**Request**
Using the Senate debate text below, decide whether each statement agrees with it. For each, answer yes or no and quote the words that decide it: 1. The present railway from Port Darwin runs 145 miles. 2. Senator Chataway says that voting for the survey commits him to vote for a railway from the Katherine to Oodnadatta. 3. The botanic gardens outside Palmerston lie above the escarpment.

**Text to read**
-- Begin --

Senator CHATAWAY (Queensland) . - I should like to say at once that I am strongly in favour of this Bill. It proposes to do what, four or five years ago, I urged ought to be done, namely, construct a railway from Pine Creek to the Katherine. Those who have lived in the tropics know pretty well what the position is. I am not referring to those who have been in the country only a few days, and have mistaken gullies for rivers, and rivers for gulf streams. But one doubt that arises in my mind is this: When we were discussing the Port Augusta to Kalgoorlie railway survey, I made the statement that if I should vote for it, I might be told that by so doing I pledged myself, logically, to vote for the construction of the railway later on. Senator Findley, it is true, told me that that was not the case, but I discovered that I had practically committed myself. I wish to make it plain now that if I vote for a survey of a railway from Pine Creek to the Katherine, I by no means commit myself to vote for a railway from the Katherine to Oodnadatta. If I thought that I should be charged with being illogical on that account, I should vote against this survey. I am not going to commit myself to vote for a single foot of railway beyond the Katherine at the present time.

Senator McGregor - Voting for this Bill does not involve that.

Senator CHATAWAY - I am afraid that the honorable senator is resorting to the old spider and fly business. He would induce me to vote for this survey, and, later on, when the first section of the line to Oodnadatta is proposed, he would say that I had pledged myself.- Therefore, I wish to make my position quite clear.

Senator Blakey - I suppose the honorable senator wants to drag the railway into Queensland.

Senator CHATAWAY - If the interests of the Northern Territory drag it into Queensland, I shall not be to blame. The reason why I am supporting this survey is, first of. all, that those who know the Northern Territory fairly well - and I am speaking particularly of Port Darwin and Essendon country - realize that there is what is known as a " jump-up " 250 miles from the sea coast. The present railway from Port Darwin runs 145 miles. We are proposing to construct another 50 miles, and shall then reach the stage of the " jump-up." Those who have read Windsor Earl's book on tropical Australia will know that probably not more than 150 years ago a large quantity of the northern country along the Daly, the Adelaide, and the Alligator Rivers was under water. J mention that to show that a good part of th'e country has been dragged out of the sea, as it were. It is absolutely new country. At present, there is hardly an inch of good soil anywhere within 250 miles of the coast. A remark has been made about the Rum Jungle Experimental Station. Figuratively speaking, it would be possible to cover the whole of the Rum Jungle land that is being experimented upon with a pocket handkerchief. We have heard a great deal from time to time of the wonderful botanic gardens outside Palmerston. They are situated below what is called the escarpment, on a little patch of good country which is not greater in area probably than our own parliamentary gardens. I have no doubt that the time will come when, owing to the decay of vegetable matter, and the erosion of the rocks, the extreme northern part of the Territory may be settled, and agriculture carried on there on a large scale. But at the present time, with the exception of some land on the Daly River, and patches of land along some of the other rivers, there is no land in the extreme north on which a cabbage could be grown.

-- End --

**Entries supplied**
-- Begin --

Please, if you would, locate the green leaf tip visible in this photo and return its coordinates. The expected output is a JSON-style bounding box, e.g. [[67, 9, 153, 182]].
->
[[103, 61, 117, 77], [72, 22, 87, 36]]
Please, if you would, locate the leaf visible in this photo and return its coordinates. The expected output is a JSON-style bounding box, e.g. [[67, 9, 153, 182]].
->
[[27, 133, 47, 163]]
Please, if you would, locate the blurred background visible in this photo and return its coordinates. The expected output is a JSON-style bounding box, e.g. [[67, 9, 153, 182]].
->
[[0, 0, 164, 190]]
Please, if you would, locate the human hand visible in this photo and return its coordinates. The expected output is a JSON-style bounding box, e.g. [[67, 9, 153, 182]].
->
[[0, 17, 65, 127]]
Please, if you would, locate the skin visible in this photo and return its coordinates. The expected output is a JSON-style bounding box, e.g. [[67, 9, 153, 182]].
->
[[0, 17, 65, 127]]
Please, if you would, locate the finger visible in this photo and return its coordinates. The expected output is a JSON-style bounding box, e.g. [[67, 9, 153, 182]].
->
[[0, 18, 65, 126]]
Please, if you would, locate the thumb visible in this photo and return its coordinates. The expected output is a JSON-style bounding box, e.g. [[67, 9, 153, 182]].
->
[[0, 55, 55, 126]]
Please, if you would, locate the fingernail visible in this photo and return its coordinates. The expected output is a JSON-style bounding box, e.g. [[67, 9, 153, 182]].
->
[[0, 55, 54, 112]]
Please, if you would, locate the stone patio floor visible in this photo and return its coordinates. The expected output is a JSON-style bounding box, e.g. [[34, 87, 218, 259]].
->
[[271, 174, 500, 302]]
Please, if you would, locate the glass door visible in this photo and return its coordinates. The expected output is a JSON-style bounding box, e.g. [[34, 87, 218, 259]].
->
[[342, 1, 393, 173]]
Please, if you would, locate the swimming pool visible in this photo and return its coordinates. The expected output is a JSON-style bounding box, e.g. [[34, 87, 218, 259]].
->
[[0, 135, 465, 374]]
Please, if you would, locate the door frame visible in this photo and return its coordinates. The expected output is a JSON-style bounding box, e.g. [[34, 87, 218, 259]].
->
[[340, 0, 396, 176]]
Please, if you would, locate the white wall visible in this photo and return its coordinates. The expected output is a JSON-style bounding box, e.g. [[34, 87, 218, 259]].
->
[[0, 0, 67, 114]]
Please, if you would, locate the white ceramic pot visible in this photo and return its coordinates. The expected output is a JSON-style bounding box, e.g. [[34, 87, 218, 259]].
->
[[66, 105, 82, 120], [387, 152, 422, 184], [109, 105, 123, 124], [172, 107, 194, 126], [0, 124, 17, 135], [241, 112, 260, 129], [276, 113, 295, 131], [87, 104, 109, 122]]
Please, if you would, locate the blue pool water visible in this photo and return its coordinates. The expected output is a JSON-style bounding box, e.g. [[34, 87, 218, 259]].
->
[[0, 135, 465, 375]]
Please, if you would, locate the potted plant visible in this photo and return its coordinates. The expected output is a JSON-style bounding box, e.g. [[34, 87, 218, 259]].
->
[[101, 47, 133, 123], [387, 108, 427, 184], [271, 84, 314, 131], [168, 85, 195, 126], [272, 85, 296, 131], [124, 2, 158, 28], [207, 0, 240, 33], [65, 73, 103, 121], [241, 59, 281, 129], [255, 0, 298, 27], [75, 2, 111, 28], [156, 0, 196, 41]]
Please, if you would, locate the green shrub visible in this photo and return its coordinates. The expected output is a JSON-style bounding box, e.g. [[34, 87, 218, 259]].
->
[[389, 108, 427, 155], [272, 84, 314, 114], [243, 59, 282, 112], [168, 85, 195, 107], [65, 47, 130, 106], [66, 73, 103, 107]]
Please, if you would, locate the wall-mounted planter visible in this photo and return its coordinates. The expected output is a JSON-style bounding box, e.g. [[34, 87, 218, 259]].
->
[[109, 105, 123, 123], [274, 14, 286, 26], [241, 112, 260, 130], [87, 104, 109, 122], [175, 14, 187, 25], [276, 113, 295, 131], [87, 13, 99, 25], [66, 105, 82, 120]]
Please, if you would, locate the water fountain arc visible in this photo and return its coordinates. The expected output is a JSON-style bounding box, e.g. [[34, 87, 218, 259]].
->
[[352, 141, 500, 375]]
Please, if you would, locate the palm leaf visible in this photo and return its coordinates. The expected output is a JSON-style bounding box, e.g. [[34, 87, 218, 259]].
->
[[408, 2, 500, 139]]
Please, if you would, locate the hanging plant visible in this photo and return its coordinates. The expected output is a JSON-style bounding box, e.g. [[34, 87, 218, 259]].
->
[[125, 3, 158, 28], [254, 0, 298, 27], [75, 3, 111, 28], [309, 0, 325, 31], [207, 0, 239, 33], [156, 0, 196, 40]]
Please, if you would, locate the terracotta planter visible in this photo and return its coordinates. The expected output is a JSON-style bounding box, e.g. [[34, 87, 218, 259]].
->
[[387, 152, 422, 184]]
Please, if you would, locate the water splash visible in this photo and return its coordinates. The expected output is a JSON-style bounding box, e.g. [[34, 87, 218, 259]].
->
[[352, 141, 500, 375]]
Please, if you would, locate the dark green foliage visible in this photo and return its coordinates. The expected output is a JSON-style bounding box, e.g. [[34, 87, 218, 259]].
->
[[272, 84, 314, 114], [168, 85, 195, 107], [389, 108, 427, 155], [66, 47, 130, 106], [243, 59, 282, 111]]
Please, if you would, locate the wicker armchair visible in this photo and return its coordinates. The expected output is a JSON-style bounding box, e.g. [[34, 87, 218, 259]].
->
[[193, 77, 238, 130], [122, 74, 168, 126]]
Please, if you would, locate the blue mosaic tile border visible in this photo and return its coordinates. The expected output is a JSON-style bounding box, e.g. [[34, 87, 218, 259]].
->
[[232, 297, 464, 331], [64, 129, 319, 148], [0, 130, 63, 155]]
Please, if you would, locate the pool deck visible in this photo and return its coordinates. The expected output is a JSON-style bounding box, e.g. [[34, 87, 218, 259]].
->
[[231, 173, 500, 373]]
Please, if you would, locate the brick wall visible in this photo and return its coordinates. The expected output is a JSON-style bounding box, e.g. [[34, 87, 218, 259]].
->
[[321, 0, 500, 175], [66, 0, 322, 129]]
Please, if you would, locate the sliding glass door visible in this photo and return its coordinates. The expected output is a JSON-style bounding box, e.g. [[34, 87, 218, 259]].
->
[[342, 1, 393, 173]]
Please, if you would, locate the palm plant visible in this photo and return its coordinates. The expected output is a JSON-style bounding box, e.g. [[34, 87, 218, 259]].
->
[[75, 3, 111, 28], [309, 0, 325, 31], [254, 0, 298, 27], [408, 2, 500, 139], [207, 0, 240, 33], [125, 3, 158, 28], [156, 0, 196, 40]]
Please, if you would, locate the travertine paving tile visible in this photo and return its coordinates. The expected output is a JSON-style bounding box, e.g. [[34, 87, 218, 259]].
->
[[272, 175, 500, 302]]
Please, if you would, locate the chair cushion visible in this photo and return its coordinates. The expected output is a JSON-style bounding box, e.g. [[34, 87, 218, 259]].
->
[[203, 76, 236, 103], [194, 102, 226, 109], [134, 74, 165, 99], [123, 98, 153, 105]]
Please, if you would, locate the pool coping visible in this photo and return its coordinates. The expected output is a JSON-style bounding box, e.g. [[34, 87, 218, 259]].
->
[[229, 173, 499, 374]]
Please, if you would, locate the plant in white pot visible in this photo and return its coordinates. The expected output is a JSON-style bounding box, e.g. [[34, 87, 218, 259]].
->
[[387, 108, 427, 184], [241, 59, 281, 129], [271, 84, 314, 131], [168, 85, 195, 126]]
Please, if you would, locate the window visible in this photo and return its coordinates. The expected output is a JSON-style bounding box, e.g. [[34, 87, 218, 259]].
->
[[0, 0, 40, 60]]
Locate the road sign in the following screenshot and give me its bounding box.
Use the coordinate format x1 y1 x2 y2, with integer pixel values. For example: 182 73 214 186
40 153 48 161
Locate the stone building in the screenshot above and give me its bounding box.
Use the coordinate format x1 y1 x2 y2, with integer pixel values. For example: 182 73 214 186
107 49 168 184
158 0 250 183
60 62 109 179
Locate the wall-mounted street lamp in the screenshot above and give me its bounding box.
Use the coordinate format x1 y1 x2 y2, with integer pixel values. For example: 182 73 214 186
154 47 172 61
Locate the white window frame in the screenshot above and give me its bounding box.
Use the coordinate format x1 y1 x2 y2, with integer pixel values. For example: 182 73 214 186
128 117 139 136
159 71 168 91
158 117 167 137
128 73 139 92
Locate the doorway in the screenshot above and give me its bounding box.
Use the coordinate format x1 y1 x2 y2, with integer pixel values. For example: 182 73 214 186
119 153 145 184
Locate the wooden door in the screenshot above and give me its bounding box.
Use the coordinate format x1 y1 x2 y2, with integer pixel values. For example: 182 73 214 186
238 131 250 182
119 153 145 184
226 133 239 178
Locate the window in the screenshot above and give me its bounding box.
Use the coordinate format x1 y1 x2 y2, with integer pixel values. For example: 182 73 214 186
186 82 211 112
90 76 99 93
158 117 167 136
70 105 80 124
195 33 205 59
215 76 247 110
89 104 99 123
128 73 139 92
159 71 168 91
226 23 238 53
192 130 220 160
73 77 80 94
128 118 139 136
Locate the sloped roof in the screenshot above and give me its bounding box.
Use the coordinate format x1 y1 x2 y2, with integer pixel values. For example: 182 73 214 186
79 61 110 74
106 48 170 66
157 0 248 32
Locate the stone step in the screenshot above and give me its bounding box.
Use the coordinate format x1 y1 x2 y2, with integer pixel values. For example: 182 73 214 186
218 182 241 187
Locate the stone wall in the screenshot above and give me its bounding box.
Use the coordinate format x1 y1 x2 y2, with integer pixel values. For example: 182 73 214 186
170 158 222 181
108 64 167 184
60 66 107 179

-- End --

**Task result**
1. Yes: "The present railway from Port Darwin runs 145 miles."
2. No: "I by no means commit myself to vote for a railway from the Katherine to Oodnadatta."
3. No: "They are situated below what is called the escarpment"